▶ [CHALLENGES]:
**A.** According to the wool batts and Easter bunny page, which two fibers does the writer invariably use so the yarn comes out nice and soft?
**B.** Extend the wool batts and Easter bunny page by writing what comes after its final sentence.

** START PAGE EXCERPT **

Wool batts

I made some wool batts from leftover fibre. It is one of the ways I use up oddments. I use them for felting too. I like carding wool batts from random colours which are left from spinning up batches of yarn. There is the challenge of how I am going to put them together. I like to use mixed fibres and I invariably use silk and alpaca to make sure the yarn is nice and soft. The alpaca in these batts is a bit coarse but is a lovely fawn colour. I have used cream merino and then bits of blue and green and some pink silk. I softened it all again with some dark brown corriedale fleece. Not much but it brought the alpaca a bit better under control . It is alpaca I was given and normally it is very soft . It doesn’t worry me because I like to be able to look at different fibres and then work out how to get the best effect with them. These batts are sufficient to make one spool and I plan to ply them with a spool of naturally dyed wool .

Easy Easter bunny

I knitted these bunnies from the pattern below for my two little grandchildren. I have little chocolate bunnies on sticks to go with them for Easter. They are little people. They just need little so I have made it look more important with the bunnies. They are quick to make and these ones are so soft. I used fluffy yarn which I had in my stash. It is very cleverly how you make them and not a bit hard. The pompons tails I mad by winding the yarn around 3 fingers, securing it in the middle and pulling very tight and ensuing it was properly fastened. I then cut the loops and got really fluffy tails ! I embroidered the features with finer yarn and should have done that on the green rabbit nose but he looks kind of cute anyway. You need very little filler to stuff them as then need to be nice and squishy. Right now they are with my felted egg Easter tree getting into the Easter mood.

** END PAGE EXCERPT **
** START INFORMATION PROVIDED **

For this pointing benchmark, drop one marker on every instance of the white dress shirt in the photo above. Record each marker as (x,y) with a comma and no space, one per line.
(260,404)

** END INFORMATION PROVIDED **

▶ [OUTPUTS IN ORDER]:
**A.** Silk and alpaca.

**B.**
Hairy, scary fairy

My little 18 month granddaughter likes cute and cuddly and rainbows and unicorns but she has a real appreciation for weird and wonderful and bizarre looking things. I made

her Hairy McFairy, the scary, hairy fairy and she really loves it. She loves she can hold her in her little hand and run around the house. She loves the hair tickles her face and she loves that it just looks weird. She offered it food.

I used acrylic art yarn for the hair . The doll is cotton as is the little flower petal skirt. The wings are 3 ply wool with a bit of shaggy acrylic white threaded through. The head is crocheted with 2.5 hook. Four rows of stocking stitch for the arms and legs on 3.25 needles  and then rolled and sewn. The legs are folded in half and sewn into the bottom of the body. The arms are thrown the body. There is a tiny bit of stuffing as well. The body is six stitches and stocking stitch. I crocheted vertical teal lines on the body to make a top which matches the wings. The crochet petal skirt has some pale green yarn threaded through the edges.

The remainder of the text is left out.